***** Input material
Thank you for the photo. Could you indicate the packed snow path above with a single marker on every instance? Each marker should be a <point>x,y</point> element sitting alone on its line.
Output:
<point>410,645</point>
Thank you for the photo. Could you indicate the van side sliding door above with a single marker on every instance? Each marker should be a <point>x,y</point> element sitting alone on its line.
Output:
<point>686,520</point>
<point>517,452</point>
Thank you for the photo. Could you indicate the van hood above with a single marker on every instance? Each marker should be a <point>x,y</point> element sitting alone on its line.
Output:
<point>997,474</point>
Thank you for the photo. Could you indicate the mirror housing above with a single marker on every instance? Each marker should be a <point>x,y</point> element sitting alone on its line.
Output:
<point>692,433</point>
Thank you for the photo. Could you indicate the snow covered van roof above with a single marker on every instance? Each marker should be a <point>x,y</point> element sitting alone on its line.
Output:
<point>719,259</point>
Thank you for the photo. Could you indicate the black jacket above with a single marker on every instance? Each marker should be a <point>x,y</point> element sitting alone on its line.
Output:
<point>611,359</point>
**********
***** Input material
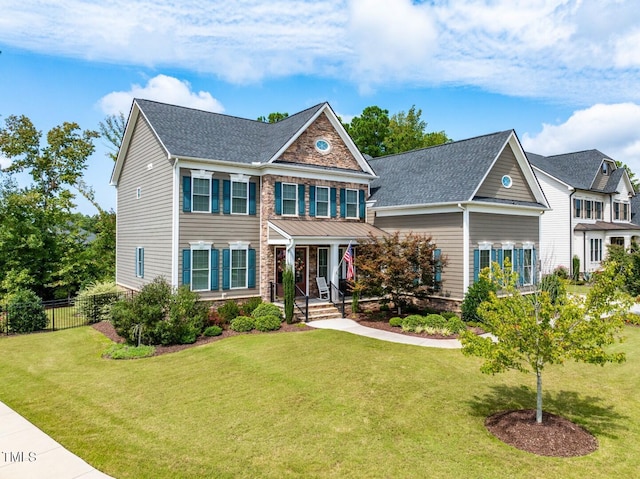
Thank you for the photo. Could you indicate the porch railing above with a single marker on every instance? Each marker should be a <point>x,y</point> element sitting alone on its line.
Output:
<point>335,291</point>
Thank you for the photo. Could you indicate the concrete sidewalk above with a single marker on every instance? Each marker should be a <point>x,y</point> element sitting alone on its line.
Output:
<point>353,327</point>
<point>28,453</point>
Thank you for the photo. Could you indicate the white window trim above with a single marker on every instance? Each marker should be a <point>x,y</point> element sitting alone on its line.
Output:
**********
Task instructions:
Rewrite the lines starting with the one that has "Thank you for the photo. Could you indicate the van side" and ending after the one that has "<point>517,452</point>", changing "sliding door" to "cargo door" and leaving everything else as it is.

Answer:
Thank you for the photo. Could you indicate the van side cargo door above with a single marker on every instance? Each marker should be a <point>x,y</point> element sitting alone on its line.
Output:
<point>686,520</point>
<point>517,452</point>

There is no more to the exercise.